Extracted text.
It's hit or miss with fliers on the east coast. 6 dogs in junior, only 3 had fliers in tests. Finding shooters is a big issue. Not actually having the fliers.


----------



## pat addis (Feb 3, 2008)

I have only ran 4 akc junior hunt tests but all had a live flyer . when I first changed from hrc to akc I didn't think the flyer would make that big of a difference but it does I'm glad I trained for it. it took a fire breather to a maniac in the holding blind on the first test we ran. i'm still fighting that now that we moved to senior. some how he knows the day of the hunt test where we are going and gets nuts the closer we get.


----------



## Thomas D (Jan 27, 2003)

suepuff said:


> It's hit or miss with fliers on the east coast. 6 dogs in junior, only 3 had fliers in tests. Finding shooters is a big issue. Not actually having the fliers.


After this summer it won't be hit or miss (no pun intended).


----------



## suepuff (Aug 25, 2008)

Thomas D said:


> After this summer it won't be hit or miss (no pun intended).


Lol. Haven't read the rule book yet this spring. Just downloaded the recent version. So fliers are a MUST now in juniors? Finding shooters is still going to be an issue. As many people have mentioned earlier, people skip the lower levels....I'm not opposed, just something else to work on.


----------



## Julie R. (Jan 13, 2003)

Haven't read the whole thread so don't know if this has been mentioned but, with the increase in numbers recently (especially at Master) clubs don't always have available grounds to set up good junior tests; since the upper levels will get the priority pick of the grounds. Sometimes all they have is a flat, featureless field next to a round pond and to stay within the rules they have to throw easy splash marks on water and easy featureless land marks.


----------



## captainjack (Apr 6, 2009)

Don't really understand with all of the folks running "hunt tests", clubs can't find anyone to actually shoot a bird.


----------



## suepuff (Aug 25, 2008)

captainjack said:


> Don't really understand with all of the folks running "hunt tests", clubs can't find anyone to actually shoot a bird.


 

Haven't we had discussions about how many non hunters participate now? And the people that can hunt and train regularly tend to hang out at the higher stakes. I'm one of those non hunters. I shoot clays a couple times a year. I hit about 10% of them. My club couldn't afford for me to shoot! ;-)


----------



## paul young (Jan 5, 2003)

Julie R. said:


> Haven't read the whole thread so don't know if this has been mentioned but, with the increase in numbers recently (especially at Master) clubs don't always have available grounds to set up good junior tests; since the upper levels will get the priority pick of the grounds. Sometimes all they have is a flat, featureless field next to a round pond and to stay within the rules they have to throw easy splash marks on water and easy featureless land marks.

Provided data.
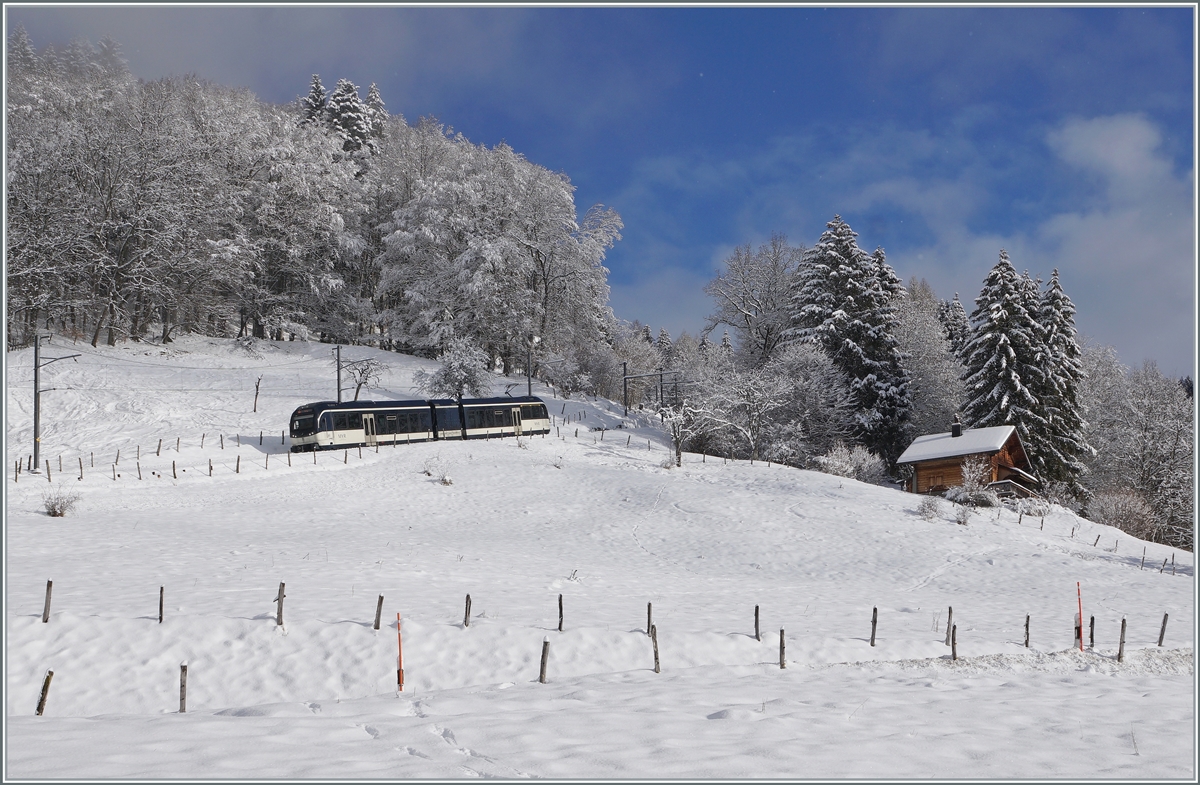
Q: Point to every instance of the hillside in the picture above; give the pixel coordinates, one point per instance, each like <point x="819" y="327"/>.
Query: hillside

Directions.
A. Retype the passage from the forum thread on hunt test fliers, starting with "I have only" and going on through "(Jan 27, 2003)".
B. Pick up the forum thread on hunt test fliers and shooters where it stops, and write what comes next.

Responses to the exercise.
A.
I have only ran 4 akc junior hunt tests but all had a live flyer . when I first changed from hrc to akc I didn't think the flyer would make that big of a difference but it does I'm glad I trained for it. it took a fire breather to a maniac in the holding blind on the first test we ran. i'm still fighting that now that we moved to senior. some how he knows the day of the hunt test where we are going and gets nuts the closer we get.


----------



## Thomas D (Jan 27, 2003)

B.
I think it's pretty sad that the quality of Junior tests have to suffer due to an inordinate emphasis on Master tests. With some planning, this need not be the case. Junior and senior can use the same grounds. Just schedule Junior for Saturday and Senior for Sunday. As far as shooters go, most Skeet clubs have a few guys or gals willing to donate a morning or afternoon. The club just needs to show them what is necessary and provide someone to throw/launch the birds.

Mandatory flyers for Junior is a great idea, in my opinion. It affords the judges much more data on the dogs skills, desire and manners.-Paul


----------



## Tobias (Aug 31, 2015)

I have always wondered if any club has offered for their participants to buy their flyer - That is you pay 'x' amount extra and get to take that bird home for training.


----------



## A team (Jun 30, 2011)

Junior tests I've witnessed have been very good junior tests. A junior dog is just that a junior dog, some people will never own more than a junior dog. If the pup is willing to tromp through 80 to 100 yards of cover to bring back a bird and enters the water with a good attitude , has reasonable control on the line and will deliver the bird to hand then its a junior hunter.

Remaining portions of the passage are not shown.